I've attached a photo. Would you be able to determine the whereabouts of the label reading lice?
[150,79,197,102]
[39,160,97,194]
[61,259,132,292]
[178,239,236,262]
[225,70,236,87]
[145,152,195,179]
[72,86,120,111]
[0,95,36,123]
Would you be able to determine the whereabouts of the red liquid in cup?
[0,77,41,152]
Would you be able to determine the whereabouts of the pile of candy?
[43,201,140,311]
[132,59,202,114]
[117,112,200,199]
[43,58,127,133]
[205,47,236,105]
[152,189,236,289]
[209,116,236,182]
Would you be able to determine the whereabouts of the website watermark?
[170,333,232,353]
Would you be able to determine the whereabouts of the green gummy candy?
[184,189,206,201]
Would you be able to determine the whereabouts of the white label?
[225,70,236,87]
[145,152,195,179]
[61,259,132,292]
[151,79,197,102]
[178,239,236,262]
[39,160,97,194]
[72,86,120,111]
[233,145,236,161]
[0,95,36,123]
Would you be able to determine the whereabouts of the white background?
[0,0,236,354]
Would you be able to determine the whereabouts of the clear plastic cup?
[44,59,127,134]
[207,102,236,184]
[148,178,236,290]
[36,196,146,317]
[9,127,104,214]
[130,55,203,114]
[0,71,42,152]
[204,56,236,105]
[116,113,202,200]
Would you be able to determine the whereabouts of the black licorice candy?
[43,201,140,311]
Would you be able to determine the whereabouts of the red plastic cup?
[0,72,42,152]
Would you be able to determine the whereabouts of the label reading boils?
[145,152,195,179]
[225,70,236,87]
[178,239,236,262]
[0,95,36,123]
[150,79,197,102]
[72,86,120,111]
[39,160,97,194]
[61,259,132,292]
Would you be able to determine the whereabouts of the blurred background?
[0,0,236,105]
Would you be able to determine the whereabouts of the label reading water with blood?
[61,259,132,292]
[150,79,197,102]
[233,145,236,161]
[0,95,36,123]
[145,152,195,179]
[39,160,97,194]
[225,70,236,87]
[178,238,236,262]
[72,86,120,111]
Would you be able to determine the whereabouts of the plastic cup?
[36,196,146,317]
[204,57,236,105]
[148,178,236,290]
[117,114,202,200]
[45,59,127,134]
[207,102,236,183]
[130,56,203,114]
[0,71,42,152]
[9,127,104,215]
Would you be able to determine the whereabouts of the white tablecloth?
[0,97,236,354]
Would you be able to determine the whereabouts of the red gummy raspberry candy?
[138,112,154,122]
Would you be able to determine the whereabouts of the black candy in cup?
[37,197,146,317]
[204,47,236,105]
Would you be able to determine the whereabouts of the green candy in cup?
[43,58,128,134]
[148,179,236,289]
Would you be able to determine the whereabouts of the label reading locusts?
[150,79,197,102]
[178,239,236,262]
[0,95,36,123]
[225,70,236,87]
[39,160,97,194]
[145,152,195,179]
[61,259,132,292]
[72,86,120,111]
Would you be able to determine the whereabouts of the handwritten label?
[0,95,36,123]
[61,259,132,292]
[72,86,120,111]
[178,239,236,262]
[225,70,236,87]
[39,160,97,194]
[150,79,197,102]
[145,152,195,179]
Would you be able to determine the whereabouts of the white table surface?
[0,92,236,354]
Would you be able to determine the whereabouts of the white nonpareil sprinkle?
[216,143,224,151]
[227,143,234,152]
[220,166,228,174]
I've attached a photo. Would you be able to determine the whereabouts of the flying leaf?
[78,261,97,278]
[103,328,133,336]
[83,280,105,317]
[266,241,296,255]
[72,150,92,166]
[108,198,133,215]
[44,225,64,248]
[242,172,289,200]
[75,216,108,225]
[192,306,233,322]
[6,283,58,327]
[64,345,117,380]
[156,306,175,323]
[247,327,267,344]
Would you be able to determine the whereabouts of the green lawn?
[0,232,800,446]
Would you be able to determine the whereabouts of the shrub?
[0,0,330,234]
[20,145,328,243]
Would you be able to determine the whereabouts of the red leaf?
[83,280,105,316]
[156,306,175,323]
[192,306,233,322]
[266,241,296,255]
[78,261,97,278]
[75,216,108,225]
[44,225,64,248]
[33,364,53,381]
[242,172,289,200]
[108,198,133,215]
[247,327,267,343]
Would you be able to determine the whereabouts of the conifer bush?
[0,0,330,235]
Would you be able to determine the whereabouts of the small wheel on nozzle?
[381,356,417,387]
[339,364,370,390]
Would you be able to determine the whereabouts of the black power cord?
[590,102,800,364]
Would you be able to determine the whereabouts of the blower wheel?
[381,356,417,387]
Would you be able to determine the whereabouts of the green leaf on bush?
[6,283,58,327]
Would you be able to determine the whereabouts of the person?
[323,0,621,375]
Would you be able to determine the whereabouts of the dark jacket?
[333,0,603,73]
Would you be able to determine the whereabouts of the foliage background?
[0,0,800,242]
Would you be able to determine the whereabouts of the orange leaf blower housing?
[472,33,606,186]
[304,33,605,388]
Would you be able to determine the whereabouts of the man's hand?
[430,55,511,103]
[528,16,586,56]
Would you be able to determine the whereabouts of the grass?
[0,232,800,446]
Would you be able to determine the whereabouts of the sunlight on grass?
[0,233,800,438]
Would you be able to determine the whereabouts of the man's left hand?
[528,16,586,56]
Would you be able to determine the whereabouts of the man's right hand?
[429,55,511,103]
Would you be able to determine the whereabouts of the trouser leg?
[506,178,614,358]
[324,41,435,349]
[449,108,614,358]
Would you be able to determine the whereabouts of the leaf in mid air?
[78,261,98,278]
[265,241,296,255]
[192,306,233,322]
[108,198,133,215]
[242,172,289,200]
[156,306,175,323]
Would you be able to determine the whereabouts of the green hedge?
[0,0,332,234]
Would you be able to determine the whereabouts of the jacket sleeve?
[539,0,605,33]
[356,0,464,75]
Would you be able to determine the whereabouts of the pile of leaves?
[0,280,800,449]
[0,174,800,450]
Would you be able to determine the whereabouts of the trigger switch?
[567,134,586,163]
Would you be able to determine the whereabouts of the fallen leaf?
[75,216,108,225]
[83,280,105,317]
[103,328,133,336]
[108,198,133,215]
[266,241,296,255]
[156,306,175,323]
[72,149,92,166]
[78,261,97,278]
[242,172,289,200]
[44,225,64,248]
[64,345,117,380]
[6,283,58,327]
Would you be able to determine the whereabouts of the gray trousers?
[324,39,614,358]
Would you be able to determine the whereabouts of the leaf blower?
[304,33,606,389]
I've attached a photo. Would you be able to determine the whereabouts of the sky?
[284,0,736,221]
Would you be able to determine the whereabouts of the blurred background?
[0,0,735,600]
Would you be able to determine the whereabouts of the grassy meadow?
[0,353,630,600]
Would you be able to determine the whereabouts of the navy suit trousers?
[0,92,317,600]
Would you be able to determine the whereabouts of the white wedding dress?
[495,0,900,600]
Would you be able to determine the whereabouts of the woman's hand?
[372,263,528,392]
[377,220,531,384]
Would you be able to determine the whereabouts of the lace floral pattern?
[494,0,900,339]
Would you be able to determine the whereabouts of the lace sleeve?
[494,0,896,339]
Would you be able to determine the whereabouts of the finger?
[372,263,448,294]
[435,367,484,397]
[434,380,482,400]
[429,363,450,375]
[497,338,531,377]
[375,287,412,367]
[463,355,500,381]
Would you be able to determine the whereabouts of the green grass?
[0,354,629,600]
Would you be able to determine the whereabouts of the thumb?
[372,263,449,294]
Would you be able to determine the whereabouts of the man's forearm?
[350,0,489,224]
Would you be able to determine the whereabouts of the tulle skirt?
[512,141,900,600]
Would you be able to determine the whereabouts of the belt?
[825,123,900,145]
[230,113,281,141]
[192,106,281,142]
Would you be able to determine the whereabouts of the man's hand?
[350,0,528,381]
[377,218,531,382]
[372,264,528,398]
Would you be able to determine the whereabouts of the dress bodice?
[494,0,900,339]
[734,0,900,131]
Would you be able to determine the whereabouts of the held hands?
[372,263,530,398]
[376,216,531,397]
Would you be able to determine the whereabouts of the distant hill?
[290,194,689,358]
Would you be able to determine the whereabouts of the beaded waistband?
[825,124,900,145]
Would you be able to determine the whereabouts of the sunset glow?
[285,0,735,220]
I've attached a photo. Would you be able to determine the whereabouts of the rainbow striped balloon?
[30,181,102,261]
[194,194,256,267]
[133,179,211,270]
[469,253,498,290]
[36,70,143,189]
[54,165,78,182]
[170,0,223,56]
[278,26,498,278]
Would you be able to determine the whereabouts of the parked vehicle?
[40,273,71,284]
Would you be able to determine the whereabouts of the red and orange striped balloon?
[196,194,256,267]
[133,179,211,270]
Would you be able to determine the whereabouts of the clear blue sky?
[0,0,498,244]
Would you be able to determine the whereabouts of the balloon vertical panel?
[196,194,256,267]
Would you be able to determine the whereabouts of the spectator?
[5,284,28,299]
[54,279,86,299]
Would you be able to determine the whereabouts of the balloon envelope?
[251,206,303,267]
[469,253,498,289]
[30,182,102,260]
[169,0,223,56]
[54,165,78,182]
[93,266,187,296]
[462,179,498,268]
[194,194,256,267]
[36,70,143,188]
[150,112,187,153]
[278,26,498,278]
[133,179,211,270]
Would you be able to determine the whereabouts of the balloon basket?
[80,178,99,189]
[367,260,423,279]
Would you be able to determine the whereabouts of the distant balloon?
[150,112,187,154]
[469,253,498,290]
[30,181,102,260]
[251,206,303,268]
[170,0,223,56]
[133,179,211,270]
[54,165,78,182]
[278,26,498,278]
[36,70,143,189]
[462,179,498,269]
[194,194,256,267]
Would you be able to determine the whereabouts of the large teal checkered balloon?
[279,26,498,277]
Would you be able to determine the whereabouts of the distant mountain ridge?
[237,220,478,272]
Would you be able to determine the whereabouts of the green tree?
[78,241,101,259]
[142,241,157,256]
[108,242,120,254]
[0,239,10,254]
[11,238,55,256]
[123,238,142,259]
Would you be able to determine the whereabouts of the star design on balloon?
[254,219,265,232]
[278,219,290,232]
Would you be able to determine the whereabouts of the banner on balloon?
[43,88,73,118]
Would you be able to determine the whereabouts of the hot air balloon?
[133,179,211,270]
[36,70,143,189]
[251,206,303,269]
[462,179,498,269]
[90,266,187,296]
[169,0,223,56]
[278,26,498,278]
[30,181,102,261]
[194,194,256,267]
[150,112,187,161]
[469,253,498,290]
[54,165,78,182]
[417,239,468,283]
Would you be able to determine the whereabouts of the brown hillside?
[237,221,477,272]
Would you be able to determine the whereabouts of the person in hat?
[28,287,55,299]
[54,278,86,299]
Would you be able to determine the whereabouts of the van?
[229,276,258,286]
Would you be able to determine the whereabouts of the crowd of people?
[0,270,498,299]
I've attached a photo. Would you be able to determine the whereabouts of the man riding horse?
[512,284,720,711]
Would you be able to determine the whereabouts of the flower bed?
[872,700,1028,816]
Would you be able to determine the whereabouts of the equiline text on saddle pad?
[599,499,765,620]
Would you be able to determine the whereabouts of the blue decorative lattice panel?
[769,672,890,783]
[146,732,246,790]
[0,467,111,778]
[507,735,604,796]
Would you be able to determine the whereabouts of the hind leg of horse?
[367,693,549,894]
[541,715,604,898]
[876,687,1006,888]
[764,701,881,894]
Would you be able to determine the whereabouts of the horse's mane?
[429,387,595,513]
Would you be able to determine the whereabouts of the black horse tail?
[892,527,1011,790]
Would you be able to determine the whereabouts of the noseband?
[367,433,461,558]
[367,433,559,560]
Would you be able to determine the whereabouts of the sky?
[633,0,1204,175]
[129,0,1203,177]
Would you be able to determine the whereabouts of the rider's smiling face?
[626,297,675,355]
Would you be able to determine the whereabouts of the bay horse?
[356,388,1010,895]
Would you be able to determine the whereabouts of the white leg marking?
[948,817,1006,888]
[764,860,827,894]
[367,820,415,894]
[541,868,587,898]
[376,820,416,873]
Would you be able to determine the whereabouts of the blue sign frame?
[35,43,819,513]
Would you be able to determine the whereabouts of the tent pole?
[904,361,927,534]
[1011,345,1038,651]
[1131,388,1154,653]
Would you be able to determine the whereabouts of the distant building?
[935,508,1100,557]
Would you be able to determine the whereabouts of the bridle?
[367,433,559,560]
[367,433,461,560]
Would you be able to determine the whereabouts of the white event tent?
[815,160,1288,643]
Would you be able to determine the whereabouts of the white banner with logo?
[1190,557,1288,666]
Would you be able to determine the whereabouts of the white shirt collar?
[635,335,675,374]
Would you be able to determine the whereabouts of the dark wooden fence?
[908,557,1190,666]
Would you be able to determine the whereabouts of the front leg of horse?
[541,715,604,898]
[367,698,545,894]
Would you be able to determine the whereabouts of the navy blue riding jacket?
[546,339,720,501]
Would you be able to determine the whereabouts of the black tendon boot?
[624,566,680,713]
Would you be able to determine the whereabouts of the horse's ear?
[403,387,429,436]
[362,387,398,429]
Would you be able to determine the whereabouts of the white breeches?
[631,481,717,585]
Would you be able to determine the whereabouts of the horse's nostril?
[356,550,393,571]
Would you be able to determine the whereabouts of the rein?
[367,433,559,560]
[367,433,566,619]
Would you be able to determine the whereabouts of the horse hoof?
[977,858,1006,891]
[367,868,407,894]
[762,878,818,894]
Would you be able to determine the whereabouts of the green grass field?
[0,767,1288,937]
+===+
**Given instruction:** Reproduce the part of the records that opens with the line containing "white wedding dress?" and closes with the line containing "[285,0,735,220]", both of those lines included, without any change.

**Answer to this exercise:**
Would you be able to determine the whereabouts of the white wedding dress?
[495,0,900,600]
Would you be able to determine the whereabouts of the woman's hand?
[372,263,528,392]
[377,220,531,384]
Would you be able to determine the whereabouts of the lace floral pattern?
[494,0,900,339]
Would you be able to determine the whereabouts of the lace sleeve?
[494,0,896,339]
Would you be able to determine the whereabouts of the finger?
[372,263,448,294]
[435,367,484,397]
[434,380,482,400]
[429,363,450,375]
[497,338,531,377]
[375,287,412,367]
[463,355,500,381]
Would you be able to determine the whereabouts of the green grass?
[0,354,629,600]
Would you be able to determine the whereabouts of the thumb?
[372,263,449,294]
Would you be able to determine the whereabouts of the man's forearm?
[350,0,489,224]
Would you be able to determine the whereabouts of the tulle skirt?
[512,141,900,600]
Would you be able to determine the whereabouts of the belt?
[825,123,900,145]
[230,113,281,141]
[192,106,281,142]
Would you be able to determine the whereabouts of the man's hand?
[350,0,528,381]
[377,218,531,382]
[372,264,528,398]
Would you be able to determine the whereabouts of the dress bodice?
[494,0,900,339]
[734,0,900,131]
Would you be able to determine the whereabouts of the held hands?
[372,263,530,398]
[376,216,531,397]
Would you be able to determine the whereabouts of the distant hill?
[290,194,689,358]
Would you be able to determine the whereabouts of the beaded waistband?
[825,124,900,145]
Would you be able to determine the whereabouts of the sunset glow?
[285,0,735,220]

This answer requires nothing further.